SOURCE PASSAGE
====================

Contrasting all four tables suggests five implications about the performance of the five selection methods:
1) There is little reason to expect any dominance at all between the three models. And yet II dominates quite often.
2) Mostly II dominates III. This is important since there are different “flavors” of unit root test, which either include or exclude a trend term. There is little theoretical reason to choose between them, but here there is a finite sample reason.
3) The selection criteria perform best in II. In two thirds of cases it yields the correct fit the most often (an unusual result with three possible models).
4) In many cases, the choice of model leads to larger differences between specific criterions, than the choice between the criteria themselves.
5) Otherwise, the performance of the simulations is consistent with earlier work: large autoregressive roots are easier to detect, RVC is least parsimonious, SBC is most parsimonious, etc.
These results suggest an interesting methodology. While most economic analysis presumes unit roots are in the data, these results suggest that this should not be imposed for lag length selection. In short, use a mildly incorrect model at this stage.
The performance of lag selection methodologies when the true process has a unit root is investigated. Additionally, the researcher may have mistaken the unit root process for the nearly observationally equivalent deterministic trend process. Many applications (e.g. unit root tests) require the specification of a lag structure when the true trend structure is unknown. Hall [1994] was the first to show that unit root tests perform better when lag selection methodologies are used prior to the actual test. However, he assumed that the researcher knew a priori that the true trend process was a unit root when choosing the lag length. This is unlikely, and a more realistic situation is examined here.
Imposing the correct assumption delivers the best performance only when both the autoregressive roots and the residual variance are large. This is also the data generating process that performs the best for all of the methods. We suggest that this is an unusual characterization of most data generating processes.
The likelihood ratio tests perform very poorly relative to selection criteria when the autoregressive roots are large, and variance is small. This suggests that some care must be taken in applying this method to smooth series such as price indices.
Imposing the (true) unit root restriction, even though this will increase efficiency, does not improve the performance of either the criteria, or the likelihood ratio tests. Further, there is never a large loss in the percent of correct fits when an incorrect model is estimated, and often a gain when the model is estimated in levels without a trend. Why is this so? A conjecture is because efficiency is a qualitative statement about estimation, while lag selection is a comparative process in which the qualitative failings of a particular model may wash out.
In the absence of further evidence these results suggest that lag selection should always be done with the data in levels, even if a unit root is suspected. Further, there is little to lose by adding a deterministic trend to the model, even when this assumption is false. This suggests the need for a parallel examination of the performance of models with deterministic trends when these may be misspecified.

====================

(Object position labeling entries)

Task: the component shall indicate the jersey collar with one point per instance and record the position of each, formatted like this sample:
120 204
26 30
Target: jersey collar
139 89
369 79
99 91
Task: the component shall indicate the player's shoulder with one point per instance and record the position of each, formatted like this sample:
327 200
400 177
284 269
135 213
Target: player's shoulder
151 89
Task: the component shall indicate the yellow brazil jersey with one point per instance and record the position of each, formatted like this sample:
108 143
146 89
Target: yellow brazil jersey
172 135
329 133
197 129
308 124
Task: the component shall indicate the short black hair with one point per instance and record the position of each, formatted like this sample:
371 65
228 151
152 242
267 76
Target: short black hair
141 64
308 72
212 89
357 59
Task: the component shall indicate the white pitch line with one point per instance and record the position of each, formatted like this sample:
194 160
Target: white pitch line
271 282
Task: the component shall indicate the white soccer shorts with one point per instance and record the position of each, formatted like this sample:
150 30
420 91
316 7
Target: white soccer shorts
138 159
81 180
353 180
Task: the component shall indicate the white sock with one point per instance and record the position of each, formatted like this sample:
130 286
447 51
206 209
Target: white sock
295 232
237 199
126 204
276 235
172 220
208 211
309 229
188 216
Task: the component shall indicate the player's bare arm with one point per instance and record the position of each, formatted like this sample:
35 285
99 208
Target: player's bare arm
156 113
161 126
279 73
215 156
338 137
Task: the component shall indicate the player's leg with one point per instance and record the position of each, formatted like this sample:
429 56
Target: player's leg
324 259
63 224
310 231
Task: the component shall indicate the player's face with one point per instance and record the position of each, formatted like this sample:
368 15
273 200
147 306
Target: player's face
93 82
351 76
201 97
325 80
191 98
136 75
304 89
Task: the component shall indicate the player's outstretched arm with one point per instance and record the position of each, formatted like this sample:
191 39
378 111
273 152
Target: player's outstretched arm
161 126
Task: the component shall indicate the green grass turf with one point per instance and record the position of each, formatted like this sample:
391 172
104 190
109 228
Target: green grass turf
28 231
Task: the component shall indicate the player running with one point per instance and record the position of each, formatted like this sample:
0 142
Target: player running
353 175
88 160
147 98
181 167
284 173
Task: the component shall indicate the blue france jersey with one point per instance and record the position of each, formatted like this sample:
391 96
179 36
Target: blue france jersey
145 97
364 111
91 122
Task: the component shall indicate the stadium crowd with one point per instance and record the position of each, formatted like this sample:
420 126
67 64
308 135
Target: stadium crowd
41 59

====================

TO DO
**A)** Reproduce the part of the lag selection passage that opens with the words containing "Contrasting all four" and closes with "three possible models).".
**B)** In the lag selection passage, which selection criterion is described as least parsimonious?

SOLUTIONS TO THE EXERCISE
**A)**
Contrasting all four tables suggests five implications about the performance of the five selection methods:
1) There is little reason to expect any dominance at all between the three models. And yet II dominates quite often.
2) Mostly II dominates III. This is important since there are different “flavors” of unit root test, which either include or exclude a trend term. There is little theoretical reason to choose between them, but here there is a finite sample reason.
3) The selection criteria perform best in II. In two thirds of cases it yields the correct fit the most often (an unusual result with three possible models).

**B)** RVC